Requirement: Print out the entries that follow exactly, missing none.

(Records from a collection)
⟨

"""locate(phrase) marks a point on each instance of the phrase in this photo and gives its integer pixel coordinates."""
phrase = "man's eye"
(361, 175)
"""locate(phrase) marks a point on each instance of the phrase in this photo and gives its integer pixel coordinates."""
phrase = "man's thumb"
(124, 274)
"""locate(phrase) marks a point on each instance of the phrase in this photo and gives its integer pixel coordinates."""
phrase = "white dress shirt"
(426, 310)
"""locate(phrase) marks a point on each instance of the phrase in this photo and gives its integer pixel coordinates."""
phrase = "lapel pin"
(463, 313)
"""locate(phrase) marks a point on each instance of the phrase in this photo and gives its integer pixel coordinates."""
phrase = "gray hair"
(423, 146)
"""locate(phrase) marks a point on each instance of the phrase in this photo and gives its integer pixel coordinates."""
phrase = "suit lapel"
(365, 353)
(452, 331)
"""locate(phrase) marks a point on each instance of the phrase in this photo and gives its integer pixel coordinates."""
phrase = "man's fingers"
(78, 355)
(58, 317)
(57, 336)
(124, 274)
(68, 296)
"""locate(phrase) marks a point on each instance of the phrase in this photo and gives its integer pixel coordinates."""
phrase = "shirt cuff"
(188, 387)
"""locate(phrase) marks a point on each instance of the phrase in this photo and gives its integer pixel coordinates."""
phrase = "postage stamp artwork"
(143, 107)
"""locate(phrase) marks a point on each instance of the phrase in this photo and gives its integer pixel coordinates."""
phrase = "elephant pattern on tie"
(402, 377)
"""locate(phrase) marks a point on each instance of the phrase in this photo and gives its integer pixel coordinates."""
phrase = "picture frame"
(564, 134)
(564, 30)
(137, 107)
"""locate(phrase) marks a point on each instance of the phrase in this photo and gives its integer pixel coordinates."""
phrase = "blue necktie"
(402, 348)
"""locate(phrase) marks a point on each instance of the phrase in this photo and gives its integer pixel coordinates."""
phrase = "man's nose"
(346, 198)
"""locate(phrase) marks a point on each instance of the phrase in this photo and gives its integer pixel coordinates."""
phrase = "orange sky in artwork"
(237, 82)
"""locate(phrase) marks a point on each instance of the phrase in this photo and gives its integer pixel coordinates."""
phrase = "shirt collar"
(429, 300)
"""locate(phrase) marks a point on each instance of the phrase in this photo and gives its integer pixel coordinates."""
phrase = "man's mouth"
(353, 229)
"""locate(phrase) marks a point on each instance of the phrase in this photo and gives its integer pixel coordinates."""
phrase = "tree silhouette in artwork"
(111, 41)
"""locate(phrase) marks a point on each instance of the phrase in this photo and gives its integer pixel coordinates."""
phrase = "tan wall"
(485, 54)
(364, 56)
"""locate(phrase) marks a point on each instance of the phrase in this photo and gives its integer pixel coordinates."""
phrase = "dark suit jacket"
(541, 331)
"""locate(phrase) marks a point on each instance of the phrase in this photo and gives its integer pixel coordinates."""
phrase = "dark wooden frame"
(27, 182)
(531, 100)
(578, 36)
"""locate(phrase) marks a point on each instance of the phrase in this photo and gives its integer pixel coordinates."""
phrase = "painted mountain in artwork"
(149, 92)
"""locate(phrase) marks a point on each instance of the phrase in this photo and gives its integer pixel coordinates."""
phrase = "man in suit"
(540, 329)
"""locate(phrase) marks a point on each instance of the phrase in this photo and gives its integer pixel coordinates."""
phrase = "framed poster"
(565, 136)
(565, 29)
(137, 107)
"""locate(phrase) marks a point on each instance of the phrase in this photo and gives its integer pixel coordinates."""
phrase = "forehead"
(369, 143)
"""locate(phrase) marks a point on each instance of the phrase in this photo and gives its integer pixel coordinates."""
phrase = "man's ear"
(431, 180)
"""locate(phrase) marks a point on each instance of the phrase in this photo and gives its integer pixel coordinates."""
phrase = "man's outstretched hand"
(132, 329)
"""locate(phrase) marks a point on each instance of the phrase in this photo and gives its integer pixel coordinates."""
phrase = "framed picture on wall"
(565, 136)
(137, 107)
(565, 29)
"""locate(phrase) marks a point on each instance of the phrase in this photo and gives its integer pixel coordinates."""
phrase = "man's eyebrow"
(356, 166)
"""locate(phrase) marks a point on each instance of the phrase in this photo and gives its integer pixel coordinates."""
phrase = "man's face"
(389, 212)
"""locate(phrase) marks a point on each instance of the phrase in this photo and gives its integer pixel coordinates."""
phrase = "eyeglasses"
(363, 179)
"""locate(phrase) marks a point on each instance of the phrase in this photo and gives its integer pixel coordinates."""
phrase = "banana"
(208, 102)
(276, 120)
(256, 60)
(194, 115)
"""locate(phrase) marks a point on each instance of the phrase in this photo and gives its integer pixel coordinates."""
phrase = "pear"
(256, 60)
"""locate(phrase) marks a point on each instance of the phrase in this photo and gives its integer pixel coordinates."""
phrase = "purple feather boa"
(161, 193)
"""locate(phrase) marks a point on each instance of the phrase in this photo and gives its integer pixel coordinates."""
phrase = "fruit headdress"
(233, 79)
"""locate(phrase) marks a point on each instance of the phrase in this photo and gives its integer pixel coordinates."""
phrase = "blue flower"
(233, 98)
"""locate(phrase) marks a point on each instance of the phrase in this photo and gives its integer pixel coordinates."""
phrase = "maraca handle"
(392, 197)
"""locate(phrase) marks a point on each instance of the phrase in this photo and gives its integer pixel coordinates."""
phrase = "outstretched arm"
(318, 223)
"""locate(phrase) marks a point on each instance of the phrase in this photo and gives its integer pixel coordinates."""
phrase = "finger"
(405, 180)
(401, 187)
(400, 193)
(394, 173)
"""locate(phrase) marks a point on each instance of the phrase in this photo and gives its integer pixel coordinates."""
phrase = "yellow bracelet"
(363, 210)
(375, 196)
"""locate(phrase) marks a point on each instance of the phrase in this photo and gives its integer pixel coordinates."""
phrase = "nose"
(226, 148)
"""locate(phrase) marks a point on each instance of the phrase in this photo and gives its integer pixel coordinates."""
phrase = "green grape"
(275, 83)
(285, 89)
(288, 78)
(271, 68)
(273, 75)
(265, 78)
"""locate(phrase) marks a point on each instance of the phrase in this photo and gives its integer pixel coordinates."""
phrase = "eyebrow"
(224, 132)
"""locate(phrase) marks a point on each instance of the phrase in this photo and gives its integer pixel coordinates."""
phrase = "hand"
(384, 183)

⟩

Solution for this task:
"""locate(phrase) marks a point on each instance of the phrase in this photo and gives its integer pixel coordinates."""
phrase = "man's eye"
(361, 175)
"""locate(phrase) marks a point on each instance of the phrase in this photo and gives its integer pixel coordinates."""
phrase = "man's thumb"
(124, 274)
"""locate(phrase) marks a point on each instance of the phrase in this photo and gives its integer pixel coordinates."""
phrase = "white dress shirt"
(426, 310)
"""locate(phrase) marks a point on each instance of the phrase in this photo and gives its integer pixel coordinates."""
phrase = "lapel pin"
(463, 313)
"""locate(phrase) marks a point on each instance of the phrase in this photo and gives its integer pixel coordinates."""
phrase = "gray hair"
(423, 146)
"""locate(phrase) marks a point on each instance of the phrase in this photo and gives its integer pixel coordinates."""
phrase = "suit lapel"
(365, 353)
(452, 331)
"""locate(phrase) marks a point on each instance of the phrase in this photo and gives its integer pixel coordinates."""
phrase = "man's fingers"
(78, 355)
(58, 317)
(57, 336)
(124, 274)
(68, 296)
"""locate(phrase) marks a point on each instance of the phrase in this photo and gives its integer pixel coordinates."""
phrase = "shirt cuff"
(188, 387)
"""locate(phrase) marks a point on each instance of the phrase in this photo and gives its integer pixel coordinates."""
phrase = "postage stamp artwork"
(143, 107)
"""locate(phrase) marks a point on each instance of the phrase in this photo and gives its integer pixel coordinates."""
phrase = "elephant pattern on tie"
(402, 377)
"""locate(phrase) marks a point on each instance of the phrase in this photo and gives its integer pixel coordinates."""
phrase = "picture frame"
(564, 134)
(564, 30)
(137, 107)
"""locate(phrase) marks a point on each instance of the phrase in this photo and gives its integer pixel coordinates."""
phrase = "blue necktie"
(402, 348)
"""locate(phrase) marks a point on each instance of the phrase in this photo and gives its integer pixel coordinates."""
phrase = "man's nose"
(346, 198)
"""locate(phrase) marks a point on each instance of the phrase in this photo and gives its integer pixel coordinates."""
phrase = "orange sky in artwork"
(237, 82)
"""locate(phrase) marks a point on each instance of the phrase in this photo and gives its integer pixel coordinates."""
phrase = "shirt collar"
(429, 300)
"""locate(phrase) marks a point on each instance of the phrase in this photo and gives its integer pixel coordinates."""
phrase = "man's mouth"
(353, 229)
"""locate(phrase) marks a point on each instance of the phrase in this photo and gives its integer pixel coordinates."""
phrase = "tree silhouette in artwork"
(111, 41)
"""locate(phrase) marks a point on each instance of the phrase in this photo and gives its integer pixel coordinates."""
phrase = "tan wall"
(485, 54)
(364, 56)
"""locate(phrase) marks a point on each instance of the phrase in this photo and gives its integer pixel coordinates."""
phrase = "dark suit jacket"
(541, 331)
"""locate(phrase) marks a point on each instance of the phrase in this photo and gives its integer pixel coordinates."""
phrase = "dark wooden frame"
(27, 182)
(531, 100)
(578, 36)
"""locate(phrase) marks a point on each instance of the phrase in this photo and gives its integer pixel coordinates."""
phrase = "painted mountain in artwork"
(149, 92)
"""locate(phrase) marks a point on each instance of the phrase in this photo and gives its integer pixel coordinates."""
phrase = "man in suit"
(540, 329)
"""locate(phrase) marks a point on each instance of the phrase in this photo and gives its integer pixel coordinates."""
phrase = "framed poster"
(565, 136)
(565, 29)
(137, 107)
"""locate(phrase) marks a point on each instance of the phrase in this photo and gives its integer pixel coordinates."""
phrase = "forehead"
(369, 143)
"""locate(phrase) marks a point on each instance of the phrase in this photo and gives its integer pixel coordinates."""
phrase = "man's ear"
(431, 180)
"""locate(phrase) marks a point on each instance of the phrase in this photo and gives its integer pixel coordinates."""
phrase = "man's outstretched hand"
(132, 329)
"""locate(phrase) marks a point on each instance of the phrase in this photo and gives its integer pixel coordinates."""
phrase = "framed picture on wall"
(565, 136)
(137, 107)
(565, 29)
"""locate(phrase) marks a point on each instance of the phrase in this photo and gives its integer pixel coordinates."""
phrase = "man's eyebrow"
(356, 166)
"""locate(phrase) marks a point on each instance of the phrase in this photo and gives its integer pixel coordinates."""
phrase = "man's face"
(389, 212)
"""locate(phrase) marks a point on each instance of the phrase in this photo and gives its integer pixel coordinates."""
phrase = "eyeglasses"
(363, 179)
"""locate(phrase) marks a point on each instance of the phrase in this photo and gives its integer pixel coordinates."""
phrase = "banana"
(208, 102)
(276, 120)
(256, 60)
(194, 115)
"""locate(phrase) marks a point on each instance of the phrase in this photo and gives its integer pixel coordinates."""
phrase = "pear"
(256, 60)
"""locate(phrase) marks a point on each instance of the phrase in this photo and gives its integer pixel coordinates."""
phrase = "purple feather boa"
(161, 193)
"""locate(phrase) marks a point on each instance of the phrase in this photo and gives its integer pixel coordinates."""
phrase = "fruit headdress"
(233, 79)
"""locate(phrase) marks a point on each instance of the phrase in this photo and gives its integer pixel coordinates."""
phrase = "blue flower"
(233, 98)
"""locate(phrase) marks a point on each instance of the phrase in this photo and gives its integer pixel coordinates."""
phrase = "maraca handle"
(392, 197)
"""locate(phrase) marks a point on each instance of the phrase in this photo and gives its integer pixel coordinates."""
phrase = "outstretched arm"
(318, 223)
"""locate(phrase) marks a point on each instance of the phrase in this photo and gives its integer pixel coordinates."""
phrase = "finger"
(405, 180)
(401, 187)
(400, 193)
(394, 173)
"""locate(phrase) marks a point on each instance of the phrase in this photo and gives its integer pixel coordinates."""
phrase = "yellow bracelet"
(363, 210)
(375, 196)
"""locate(phrase) marks a point on each instance of the phrase in this photo and gives its integer pixel coordinates."""
phrase = "nose"
(226, 148)
"""locate(phrase) marks a point on each instance of the phrase in this photo and gives its integer pixel coordinates."""
phrase = "green grape"
(275, 83)
(285, 89)
(288, 78)
(271, 68)
(273, 75)
(265, 78)
"""locate(phrase) marks a point on each instance of the phrase in this photo and gives its integer pixel coordinates."""
phrase = "eyebrow"
(224, 132)
"""locate(phrase) marks a point on each instance of the phrase in this photo and gives its integer pixel coordinates."""
phrase = "hand"
(384, 183)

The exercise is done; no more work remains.